EXERCISE BRIEF
Skip the pictures and repeat each line of the data exactly.

MATERIAL
>>>
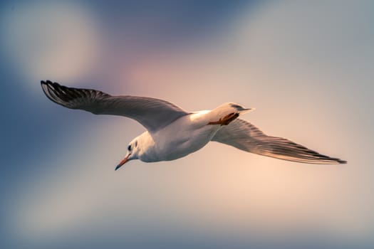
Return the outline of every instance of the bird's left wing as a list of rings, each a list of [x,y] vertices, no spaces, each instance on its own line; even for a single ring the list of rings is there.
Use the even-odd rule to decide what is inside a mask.
[[[237,119],[222,127],[212,139],[239,149],[280,159],[308,164],[346,164],[346,161],[321,154],[281,137],[265,134],[243,120]]]
[[[41,81],[46,95],[70,109],[93,114],[124,116],[137,120],[152,132],[189,113],[167,101],[146,97],[112,96],[92,89],[68,88],[49,80]]]

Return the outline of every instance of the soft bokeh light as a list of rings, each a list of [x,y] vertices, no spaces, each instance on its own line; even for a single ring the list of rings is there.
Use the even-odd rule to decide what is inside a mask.
[[[91,16],[74,12],[85,9],[82,4],[69,12],[79,20],[89,16],[90,24],[83,26],[56,18],[55,24],[65,23],[69,32],[83,31],[71,47],[83,58],[71,63],[63,53],[60,67],[51,63],[59,54],[54,41],[51,47],[41,46],[53,80],[68,85],[82,78],[85,86],[92,80],[90,87],[109,93],[159,97],[189,110],[212,109],[227,101],[256,107],[244,118],[265,133],[348,164],[297,164],[211,143],[177,161],[131,161],[114,171],[128,142],[143,128],[133,120],[68,110],[46,99],[34,111],[45,117],[45,127],[53,129],[44,130],[48,139],[34,138],[43,144],[30,156],[29,166],[36,172],[15,179],[9,190],[13,197],[5,204],[9,245],[48,248],[63,241],[61,248],[370,248],[374,9],[370,1],[336,4],[249,5],[222,28],[216,27],[211,38],[199,39],[199,33],[189,46],[175,38],[170,47],[155,46],[169,36],[147,41],[150,53],[131,61],[118,57],[133,47],[108,47],[110,38],[95,38],[106,39],[102,46],[114,56],[110,63],[108,55],[103,55],[104,62],[95,60],[102,53],[95,42],[85,47],[91,34],[102,33],[100,28],[113,31],[110,26],[93,24],[100,23],[90,19],[100,19],[100,8],[93,5],[90,9],[96,14]],[[63,15],[64,9],[61,11]],[[34,16],[36,12],[31,12]],[[41,31],[39,19],[31,20]],[[7,32],[9,39],[24,35],[14,28]],[[176,33],[180,38],[183,30]],[[38,77],[44,73],[41,63],[24,68],[34,53],[27,41],[25,62],[14,61],[28,72],[25,77]],[[71,43],[75,42],[68,39]],[[129,54],[134,56],[133,51]],[[99,70],[93,70],[92,65],[100,63]],[[33,97],[45,98],[39,93]]]
[[[79,4],[28,1],[3,10],[1,16],[7,59],[30,82],[78,81],[99,58],[98,24]]]

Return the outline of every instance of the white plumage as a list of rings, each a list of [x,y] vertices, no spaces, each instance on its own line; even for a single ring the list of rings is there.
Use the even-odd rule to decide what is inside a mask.
[[[235,103],[224,103],[212,110],[186,112],[167,101],[135,96],[112,96],[90,89],[63,86],[41,81],[46,95],[70,109],[97,115],[113,115],[134,119],[147,131],[128,147],[126,161],[175,160],[202,149],[209,141],[281,159],[310,164],[345,164],[281,137],[267,136],[238,117],[251,111]]]

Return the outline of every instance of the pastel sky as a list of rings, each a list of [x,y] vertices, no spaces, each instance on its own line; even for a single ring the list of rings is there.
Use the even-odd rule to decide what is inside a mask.
[[[371,1],[3,1],[1,248],[374,245]],[[41,80],[232,101],[244,118],[345,165],[210,143],[114,167],[136,122],[65,109]]]

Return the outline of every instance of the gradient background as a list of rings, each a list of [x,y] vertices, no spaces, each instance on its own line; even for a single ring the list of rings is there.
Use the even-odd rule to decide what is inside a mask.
<<<
SOLVED EXERCISE
Return the outline of every instance of the bird's left wing as a list of rings, each a list of [x,y] vertices, no spaces, each instance on its own line; even for a single ring the list of rings is there.
Use the even-odd rule to decide what is inside a mask.
[[[237,119],[222,127],[212,139],[239,149],[280,159],[308,164],[346,164],[346,161],[321,154],[281,137],[265,134],[243,120]]]
[[[41,81],[46,95],[70,109],[93,114],[124,116],[137,120],[152,132],[189,113],[167,101],[146,97],[112,96],[92,89],[68,88],[49,80]]]

Return the outline of every instance of the soft bokeh light as a list of rings, each a list of [x,y] vertices, no spaces, each instance on its own line; even for a single ring the list of rings is there.
Use the even-odd rule to decide what is inside a mask.
[[[91,16],[74,12],[85,9],[82,4],[69,12],[79,20],[89,16],[90,24],[83,26],[56,18],[55,24],[65,23],[69,32],[83,31],[71,47],[83,58],[71,63],[63,53],[60,67],[51,63],[59,54],[54,41],[51,47],[41,46],[53,80],[68,85],[82,78],[85,86],[92,80],[90,87],[109,93],[159,97],[189,110],[212,109],[227,101],[256,107],[244,118],[265,133],[348,164],[297,164],[211,143],[177,161],[131,161],[114,171],[128,142],[143,128],[133,120],[68,110],[46,99],[34,111],[45,117],[45,127],[53,129],[44,130],[48,139],[34,138],[43,144],[30,156],[29,166],[36,172],[15,179],[9,190],[13,197],[5,204],[9,245],[48,248],[63,241],[61,248],[370,248],[374,9],[370,1],[336,4],[249,5],[222,28],[216,27],[211,38],[199,39],[199,33],[189,46],[175,38],[170,47],[155,46],[169,36],[147,41],[150,53],[131,61],[118,57],[133,47],[108,47],[110,38],[95,38],[106,39],[102,46],[114,56],[110,63],[108,55],[103,55],[104,62],[95,60],[102,53],[95,42],[85,47],[91,34],[102,33],[100,28],[113,31],[110,26],[93,24],[100,23],[90,19],[100,19],[100,8],[93,5],[90,9],[96,14]],[[63,15],[64,9],[61,11]],[[34,16],[36,12],[31,12]],[[41,31],[39,19],[31,20]],[[7,32],[9,39],[24,35],[14,28]],[[176,33],[180,38],[183,30]],[[38,77],[44,73],[41,63],[24,68],[34,53],[27,41],[25,62],[14,61],[28,72],[25,77]],[[71,43],[75,42],[68,39]],[[129,54],[134,56],[133,51]],[[99,70],[93,70],[92,65],[100,63]],[[33,97],[45,98],[39,93]]]
[[[79,4],[28,1],[3,10],[1,16],[7,59],[30,82],[78,81],[99,58],[98,24]]]

Return the outline of every instance of the white plumage as a list of rings, each a list of [x,y] vertices, no spaces, each instance on its own line; even for a single ring the list of rings is there.
Use the even-odd rule to decide what is inside a mask.
[[[235,103],[224,103],[212,110],[186,112],[167,101],[135,96],[112,96],[90,89],[63,86],[41,81],[46,95],[70,109],[97,115],[113,115],[134,119],[147,131],[128,147],[126,161],[175,160],[202,149],[209,141],[281,159],[310,164],[345,164],[281,137],[267,136],[238,117],[251,111]]]

Return the outline of every instance of the pastel sky as a list of rings, each a list of [x,y] vertices, no spaces, each instance on its own line; even for a single ring the list of rings is there.
Use the even-odd rule to decide what is inside a mask.
[[[371,1],[3,1],[1,248],[374,245]],[[41,80],[232,101],[244,118],[345,165],[210,143],[114,167],[136,122],[65,109]]]

Return the outline of every instance of the gradient background as a list of rings, each a list of [x,y] vertices, no spaces, each instance on its own line; even for a single ring the list of rings is there.
Use the even-odd rule to decide what is inside a mask.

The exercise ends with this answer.